**TASK STATEMENT**
Copy out all of the data below with no alterations.

Items from a dataset
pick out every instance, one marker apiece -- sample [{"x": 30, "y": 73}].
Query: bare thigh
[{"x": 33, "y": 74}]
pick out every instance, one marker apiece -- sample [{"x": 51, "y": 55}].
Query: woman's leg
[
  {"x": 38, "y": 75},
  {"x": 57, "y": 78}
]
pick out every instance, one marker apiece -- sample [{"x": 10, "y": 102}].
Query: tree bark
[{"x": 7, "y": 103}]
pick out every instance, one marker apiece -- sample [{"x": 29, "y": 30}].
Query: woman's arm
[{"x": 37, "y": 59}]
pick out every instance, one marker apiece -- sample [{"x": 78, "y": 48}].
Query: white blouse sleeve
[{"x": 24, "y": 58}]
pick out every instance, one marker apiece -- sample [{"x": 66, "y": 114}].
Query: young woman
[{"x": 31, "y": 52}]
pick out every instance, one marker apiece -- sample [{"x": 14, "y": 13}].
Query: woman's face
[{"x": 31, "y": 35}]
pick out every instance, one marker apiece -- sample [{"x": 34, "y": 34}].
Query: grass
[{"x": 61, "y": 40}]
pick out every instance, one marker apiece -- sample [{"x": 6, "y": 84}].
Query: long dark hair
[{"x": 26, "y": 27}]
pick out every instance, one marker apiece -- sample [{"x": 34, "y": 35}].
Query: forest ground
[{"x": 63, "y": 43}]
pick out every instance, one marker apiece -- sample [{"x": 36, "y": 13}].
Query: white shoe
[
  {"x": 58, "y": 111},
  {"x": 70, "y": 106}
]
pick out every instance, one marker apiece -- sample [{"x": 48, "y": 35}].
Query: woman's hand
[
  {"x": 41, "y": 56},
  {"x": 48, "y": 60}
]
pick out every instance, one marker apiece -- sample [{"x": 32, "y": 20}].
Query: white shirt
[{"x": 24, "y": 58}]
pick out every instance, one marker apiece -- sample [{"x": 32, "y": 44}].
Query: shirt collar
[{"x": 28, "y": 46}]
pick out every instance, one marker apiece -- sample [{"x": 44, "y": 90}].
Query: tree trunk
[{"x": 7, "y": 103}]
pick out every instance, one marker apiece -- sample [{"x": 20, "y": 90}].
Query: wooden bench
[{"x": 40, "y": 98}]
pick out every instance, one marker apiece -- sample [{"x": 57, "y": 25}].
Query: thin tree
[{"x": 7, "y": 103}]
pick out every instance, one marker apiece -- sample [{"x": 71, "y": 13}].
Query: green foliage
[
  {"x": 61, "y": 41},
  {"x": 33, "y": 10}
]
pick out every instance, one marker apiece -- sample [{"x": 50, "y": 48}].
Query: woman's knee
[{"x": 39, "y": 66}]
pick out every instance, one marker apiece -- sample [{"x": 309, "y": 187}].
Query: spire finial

**RESULT**
pick out every instance, one marker apiece -- sample [{"x": 30, "y": 73}].
Query: bare thigh
[{"x": 33, "y": 74}]
pick out every instance, one marker apiece -- sample [{"x": 51, "y": 55}].
Query: woman's leg
[
  {"x": 38, "y": 75},
  {"x": 57, "y": 78}
]
pick out every instance, one marker apiece -- sample [{"x": 10, "y": 102}].
Query: tree bark
[{"x": 7, "y": 103}]
pick out every instance, one marker apiece -- sample [{"x": 29, "y": 30}].
Query: woman's arm
[{"x": 37, "y": 59}]
pick out every instance, one marker apiece -- sample [{"x": 78, "y": 48}].
Query: white blouse sleeve
[{"x": 24, "y": 58}]
pick out every instance, one marker apiece -- sample [{"x": 66, "y": 114}].
Query: young woman
[{"x": 31, "y": 52}]
pick out every instance, one marker apiece -- sample [{"x": 14, "y": 13}].
Query: woman's face
[{"x": 31, "y": 35}]
pick out every instance, one marker apiece -- sample [{"x": 34, "y": 34}].
Query: grass
[{"x": 61, "y": 40}]
pick out every instance, one marker apiece -- sample [{"x": 6, "y": 84}].
Query: long dark hair
[{"x": 26, "y": 27}]
pick out every instance, one marker apiece -- sample [{"x": 34, "y": 35}].
Query: forest ground
[{"x": 63, "y": 43}]
pick out every instance, one marker apiece -- sample [{"x": 36, "y": 13}].
Query: white shoe
[
  {"x": 58, "y": 111},
  {"x": 70, "y": 106}
]
pick out every instance, one marker apiece -- sample [{"x": 48, "y": 35}].
Query: woman's hand
[
  {"x": 41, "y": 56},
  {"x": 48, "y": 60}
]
pick out every instance, one marker apiece -- sample [{"x": 32, "y": 20}].
Query: white shirt
[{"x": 24, "y": 58}]
pick out every instance, one marker apiece -- sample [{"x": 32, "y": 44}].
Query: shirt collar
[{"x": 28, "y": 46}]
pick out every instance, one marker apiece -- sample [{"x": 44, "y": 90}].
Query: tree trunk
[{"x": 7, "y": 103}]
pick out every instance, one marker apiece -- sample [{"x": 20, "y": 90}].
Query: wooden bench
[{"x": 40, "y": 98}]
pick out every instance, one marker apiece -- sample [{"x": 57, "y": 25}].
Query: thin tree
[{"x": 7, "y": 103}]
pick out every instance, one marker apiece -- sample [{"x": 71, "y": 13}].
Query: green foliage
[
  {"x": 61, "y": 41},
  {"x": 33, "y": 10}
]
pick out every instance, one marker apiece -- sample [{"x": 50, "y": 48}].
Query: woman's knee
[{"x": 39, "y": 66}]
pick out every instance, one marker apiece -- sample [{"x": 309, "y": 187}].
Query: spire finial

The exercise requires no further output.